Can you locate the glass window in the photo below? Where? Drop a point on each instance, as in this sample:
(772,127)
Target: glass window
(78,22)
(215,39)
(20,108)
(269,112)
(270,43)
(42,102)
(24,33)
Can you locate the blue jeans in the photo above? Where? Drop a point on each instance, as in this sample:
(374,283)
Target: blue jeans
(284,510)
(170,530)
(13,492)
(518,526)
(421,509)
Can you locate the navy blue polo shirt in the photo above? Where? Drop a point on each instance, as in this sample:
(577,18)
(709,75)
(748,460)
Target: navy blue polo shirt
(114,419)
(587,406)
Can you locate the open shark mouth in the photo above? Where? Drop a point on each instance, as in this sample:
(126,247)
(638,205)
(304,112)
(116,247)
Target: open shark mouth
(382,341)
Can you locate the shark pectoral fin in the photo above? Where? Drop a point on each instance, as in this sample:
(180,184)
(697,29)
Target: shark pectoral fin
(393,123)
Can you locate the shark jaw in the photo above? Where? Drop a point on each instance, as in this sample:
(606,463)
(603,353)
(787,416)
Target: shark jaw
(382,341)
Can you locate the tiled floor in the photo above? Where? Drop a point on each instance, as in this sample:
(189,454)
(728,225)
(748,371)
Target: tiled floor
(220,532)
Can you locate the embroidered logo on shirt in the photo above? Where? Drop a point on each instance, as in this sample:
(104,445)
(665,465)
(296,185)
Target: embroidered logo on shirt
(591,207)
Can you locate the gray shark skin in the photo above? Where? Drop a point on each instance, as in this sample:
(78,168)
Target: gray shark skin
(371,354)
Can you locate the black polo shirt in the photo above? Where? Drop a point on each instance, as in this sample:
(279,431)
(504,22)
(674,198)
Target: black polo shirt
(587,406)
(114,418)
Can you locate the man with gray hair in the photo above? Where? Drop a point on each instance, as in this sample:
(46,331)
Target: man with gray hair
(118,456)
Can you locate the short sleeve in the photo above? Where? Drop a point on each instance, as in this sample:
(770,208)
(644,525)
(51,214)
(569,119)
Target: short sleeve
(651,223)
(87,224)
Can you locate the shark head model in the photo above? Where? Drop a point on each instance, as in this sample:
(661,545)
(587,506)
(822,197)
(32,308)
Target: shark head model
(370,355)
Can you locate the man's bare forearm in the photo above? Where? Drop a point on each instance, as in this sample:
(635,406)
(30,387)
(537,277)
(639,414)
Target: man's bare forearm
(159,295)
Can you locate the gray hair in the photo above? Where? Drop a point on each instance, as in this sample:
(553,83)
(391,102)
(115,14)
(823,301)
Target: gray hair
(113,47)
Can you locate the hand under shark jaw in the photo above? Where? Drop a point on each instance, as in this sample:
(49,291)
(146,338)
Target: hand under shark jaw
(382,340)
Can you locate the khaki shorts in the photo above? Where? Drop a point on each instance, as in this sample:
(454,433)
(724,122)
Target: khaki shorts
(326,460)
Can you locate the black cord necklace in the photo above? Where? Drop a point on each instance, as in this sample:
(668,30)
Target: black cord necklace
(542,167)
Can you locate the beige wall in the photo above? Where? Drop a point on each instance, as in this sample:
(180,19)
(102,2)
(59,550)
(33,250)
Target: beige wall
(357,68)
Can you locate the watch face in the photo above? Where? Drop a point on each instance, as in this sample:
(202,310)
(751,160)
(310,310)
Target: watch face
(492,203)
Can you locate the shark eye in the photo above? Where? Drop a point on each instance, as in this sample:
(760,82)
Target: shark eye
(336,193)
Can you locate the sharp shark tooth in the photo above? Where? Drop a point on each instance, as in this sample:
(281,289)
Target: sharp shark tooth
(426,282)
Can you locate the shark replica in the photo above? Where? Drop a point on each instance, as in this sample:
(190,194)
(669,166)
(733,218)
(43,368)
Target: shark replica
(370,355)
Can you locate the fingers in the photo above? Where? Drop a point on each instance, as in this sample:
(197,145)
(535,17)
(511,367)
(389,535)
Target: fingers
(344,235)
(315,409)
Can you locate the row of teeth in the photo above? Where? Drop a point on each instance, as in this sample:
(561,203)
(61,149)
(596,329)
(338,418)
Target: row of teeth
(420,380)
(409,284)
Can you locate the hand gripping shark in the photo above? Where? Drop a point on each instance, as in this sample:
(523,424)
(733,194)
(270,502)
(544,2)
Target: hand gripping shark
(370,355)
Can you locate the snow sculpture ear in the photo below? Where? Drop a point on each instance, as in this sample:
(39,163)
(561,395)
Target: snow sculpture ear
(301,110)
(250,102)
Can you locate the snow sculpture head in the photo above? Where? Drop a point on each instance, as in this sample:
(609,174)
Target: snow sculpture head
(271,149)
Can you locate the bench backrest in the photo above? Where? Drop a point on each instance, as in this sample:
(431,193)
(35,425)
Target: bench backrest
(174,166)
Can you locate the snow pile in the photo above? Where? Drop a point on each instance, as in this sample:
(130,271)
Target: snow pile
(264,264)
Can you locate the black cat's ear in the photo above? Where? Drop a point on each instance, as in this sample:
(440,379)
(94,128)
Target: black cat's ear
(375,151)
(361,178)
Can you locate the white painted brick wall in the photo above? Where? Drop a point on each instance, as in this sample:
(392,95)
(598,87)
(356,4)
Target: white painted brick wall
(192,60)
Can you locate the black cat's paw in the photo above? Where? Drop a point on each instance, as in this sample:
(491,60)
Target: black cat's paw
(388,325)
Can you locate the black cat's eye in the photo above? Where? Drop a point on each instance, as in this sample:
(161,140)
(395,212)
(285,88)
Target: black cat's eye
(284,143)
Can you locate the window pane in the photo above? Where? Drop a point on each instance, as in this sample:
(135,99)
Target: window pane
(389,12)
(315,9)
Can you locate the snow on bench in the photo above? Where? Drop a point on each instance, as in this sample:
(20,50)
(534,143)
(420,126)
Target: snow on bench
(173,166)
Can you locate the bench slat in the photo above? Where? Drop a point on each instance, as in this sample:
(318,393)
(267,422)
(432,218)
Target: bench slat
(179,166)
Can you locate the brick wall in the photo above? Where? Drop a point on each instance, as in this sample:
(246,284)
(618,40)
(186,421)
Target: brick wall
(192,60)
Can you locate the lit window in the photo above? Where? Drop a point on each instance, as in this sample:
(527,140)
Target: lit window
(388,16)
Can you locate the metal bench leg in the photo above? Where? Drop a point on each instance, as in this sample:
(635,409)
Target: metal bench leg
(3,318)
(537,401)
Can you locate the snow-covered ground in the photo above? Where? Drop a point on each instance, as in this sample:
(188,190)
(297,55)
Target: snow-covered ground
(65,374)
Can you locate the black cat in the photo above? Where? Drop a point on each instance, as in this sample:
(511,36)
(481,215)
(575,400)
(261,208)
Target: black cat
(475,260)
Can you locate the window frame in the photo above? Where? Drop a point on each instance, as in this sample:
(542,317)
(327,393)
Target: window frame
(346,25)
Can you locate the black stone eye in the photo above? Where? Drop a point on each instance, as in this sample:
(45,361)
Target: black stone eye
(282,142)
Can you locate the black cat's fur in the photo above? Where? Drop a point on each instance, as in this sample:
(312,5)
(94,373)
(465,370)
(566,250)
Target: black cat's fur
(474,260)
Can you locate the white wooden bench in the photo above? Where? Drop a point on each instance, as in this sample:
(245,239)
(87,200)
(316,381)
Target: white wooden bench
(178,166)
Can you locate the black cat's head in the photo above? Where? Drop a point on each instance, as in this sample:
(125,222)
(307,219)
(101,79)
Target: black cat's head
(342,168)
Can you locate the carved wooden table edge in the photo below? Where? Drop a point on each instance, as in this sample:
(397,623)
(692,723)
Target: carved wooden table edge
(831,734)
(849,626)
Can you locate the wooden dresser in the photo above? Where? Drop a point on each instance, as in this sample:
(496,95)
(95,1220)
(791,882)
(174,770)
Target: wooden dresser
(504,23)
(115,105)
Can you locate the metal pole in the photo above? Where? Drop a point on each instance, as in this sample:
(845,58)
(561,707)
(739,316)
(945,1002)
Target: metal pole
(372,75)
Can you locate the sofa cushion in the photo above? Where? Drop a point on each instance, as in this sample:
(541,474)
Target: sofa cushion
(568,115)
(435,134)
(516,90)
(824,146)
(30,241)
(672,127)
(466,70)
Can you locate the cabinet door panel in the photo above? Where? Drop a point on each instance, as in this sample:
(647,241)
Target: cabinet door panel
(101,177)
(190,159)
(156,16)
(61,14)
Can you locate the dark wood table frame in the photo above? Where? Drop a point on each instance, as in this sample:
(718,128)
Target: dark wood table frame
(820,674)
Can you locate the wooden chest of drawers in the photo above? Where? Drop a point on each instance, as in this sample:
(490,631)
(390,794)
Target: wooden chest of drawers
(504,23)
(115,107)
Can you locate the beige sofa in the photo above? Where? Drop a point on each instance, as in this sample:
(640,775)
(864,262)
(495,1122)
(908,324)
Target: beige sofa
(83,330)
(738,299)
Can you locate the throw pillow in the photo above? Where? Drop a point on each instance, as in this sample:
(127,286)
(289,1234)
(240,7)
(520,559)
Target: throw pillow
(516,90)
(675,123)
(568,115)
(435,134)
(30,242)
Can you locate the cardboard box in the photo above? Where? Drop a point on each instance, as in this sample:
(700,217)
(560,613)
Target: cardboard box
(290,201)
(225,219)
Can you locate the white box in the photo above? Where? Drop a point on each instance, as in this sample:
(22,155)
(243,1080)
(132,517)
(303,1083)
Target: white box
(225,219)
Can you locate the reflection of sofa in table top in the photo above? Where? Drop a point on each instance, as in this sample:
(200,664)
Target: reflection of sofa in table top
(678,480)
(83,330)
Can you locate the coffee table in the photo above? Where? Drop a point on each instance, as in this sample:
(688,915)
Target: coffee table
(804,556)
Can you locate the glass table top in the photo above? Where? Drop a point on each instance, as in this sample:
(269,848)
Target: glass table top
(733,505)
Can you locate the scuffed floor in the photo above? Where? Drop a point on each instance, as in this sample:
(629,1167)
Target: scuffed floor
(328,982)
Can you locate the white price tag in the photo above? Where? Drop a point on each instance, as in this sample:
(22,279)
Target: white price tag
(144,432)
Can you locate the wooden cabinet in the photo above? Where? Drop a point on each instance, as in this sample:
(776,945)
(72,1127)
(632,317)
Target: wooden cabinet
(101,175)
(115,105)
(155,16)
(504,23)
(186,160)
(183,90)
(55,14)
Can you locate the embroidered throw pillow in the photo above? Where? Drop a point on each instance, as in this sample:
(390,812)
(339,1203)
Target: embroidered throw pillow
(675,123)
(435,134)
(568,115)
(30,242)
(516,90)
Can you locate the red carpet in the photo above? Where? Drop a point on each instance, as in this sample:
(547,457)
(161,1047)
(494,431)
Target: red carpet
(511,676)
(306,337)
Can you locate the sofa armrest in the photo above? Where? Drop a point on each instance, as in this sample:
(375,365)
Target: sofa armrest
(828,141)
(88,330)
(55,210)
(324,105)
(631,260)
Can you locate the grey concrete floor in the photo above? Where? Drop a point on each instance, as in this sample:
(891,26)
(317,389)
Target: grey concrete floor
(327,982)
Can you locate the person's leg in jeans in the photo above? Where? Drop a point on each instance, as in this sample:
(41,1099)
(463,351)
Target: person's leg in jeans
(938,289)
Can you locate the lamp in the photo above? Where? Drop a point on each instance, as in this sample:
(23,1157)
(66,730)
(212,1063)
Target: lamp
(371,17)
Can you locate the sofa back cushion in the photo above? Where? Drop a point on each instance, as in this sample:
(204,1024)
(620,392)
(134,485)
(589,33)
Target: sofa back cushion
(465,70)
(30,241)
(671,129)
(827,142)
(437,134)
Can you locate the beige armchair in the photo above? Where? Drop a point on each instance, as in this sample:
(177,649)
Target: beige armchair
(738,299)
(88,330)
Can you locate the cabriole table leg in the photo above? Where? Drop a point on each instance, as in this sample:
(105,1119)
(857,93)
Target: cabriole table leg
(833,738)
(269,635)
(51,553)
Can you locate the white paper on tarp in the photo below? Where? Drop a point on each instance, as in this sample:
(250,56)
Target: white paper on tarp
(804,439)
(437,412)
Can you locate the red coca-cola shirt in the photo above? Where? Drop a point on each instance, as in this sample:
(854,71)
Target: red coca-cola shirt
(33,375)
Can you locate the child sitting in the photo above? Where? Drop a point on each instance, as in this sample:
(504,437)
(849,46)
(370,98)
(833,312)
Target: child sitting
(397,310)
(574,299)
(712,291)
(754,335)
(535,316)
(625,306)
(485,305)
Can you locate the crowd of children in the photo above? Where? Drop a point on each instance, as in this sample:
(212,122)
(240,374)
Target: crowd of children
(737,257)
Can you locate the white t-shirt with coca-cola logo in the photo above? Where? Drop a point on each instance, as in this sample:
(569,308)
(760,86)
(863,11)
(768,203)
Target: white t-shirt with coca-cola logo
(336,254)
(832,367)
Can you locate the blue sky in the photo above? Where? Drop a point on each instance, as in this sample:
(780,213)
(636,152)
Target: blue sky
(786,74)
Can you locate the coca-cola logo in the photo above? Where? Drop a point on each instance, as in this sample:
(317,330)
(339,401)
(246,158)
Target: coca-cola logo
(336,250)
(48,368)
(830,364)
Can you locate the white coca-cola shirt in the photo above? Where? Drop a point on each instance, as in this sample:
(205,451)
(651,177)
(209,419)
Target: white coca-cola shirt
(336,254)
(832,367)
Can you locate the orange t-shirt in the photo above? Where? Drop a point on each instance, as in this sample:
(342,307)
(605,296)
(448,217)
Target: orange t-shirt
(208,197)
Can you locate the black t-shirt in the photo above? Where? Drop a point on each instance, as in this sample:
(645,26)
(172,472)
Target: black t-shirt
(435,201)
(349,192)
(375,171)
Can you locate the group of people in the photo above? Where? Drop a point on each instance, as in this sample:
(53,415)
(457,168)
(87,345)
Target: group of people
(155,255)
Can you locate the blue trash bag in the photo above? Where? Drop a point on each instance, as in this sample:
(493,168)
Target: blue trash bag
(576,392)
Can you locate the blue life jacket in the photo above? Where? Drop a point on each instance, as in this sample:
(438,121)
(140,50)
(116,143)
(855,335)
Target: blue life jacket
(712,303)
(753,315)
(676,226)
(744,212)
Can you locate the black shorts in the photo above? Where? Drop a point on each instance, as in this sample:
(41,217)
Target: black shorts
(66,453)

● Exercise description
Read through the listing and copy each line in which the word "below" occurs.

● Final answer
Can you locate the glass window in the photo below? Where? Drop a point on each instance, as in this sample:
Can you locate the snow sculpture ear in the photo below? Where? Drop a point on each instance, as in this sample:
Can you locate the carved wooden table edge in the photo below? Where? Drop a point on each instance, as in this sample:
Can you locate the white paper on tarp in the photo below? Where? Drop a point on each instance, as in this sample:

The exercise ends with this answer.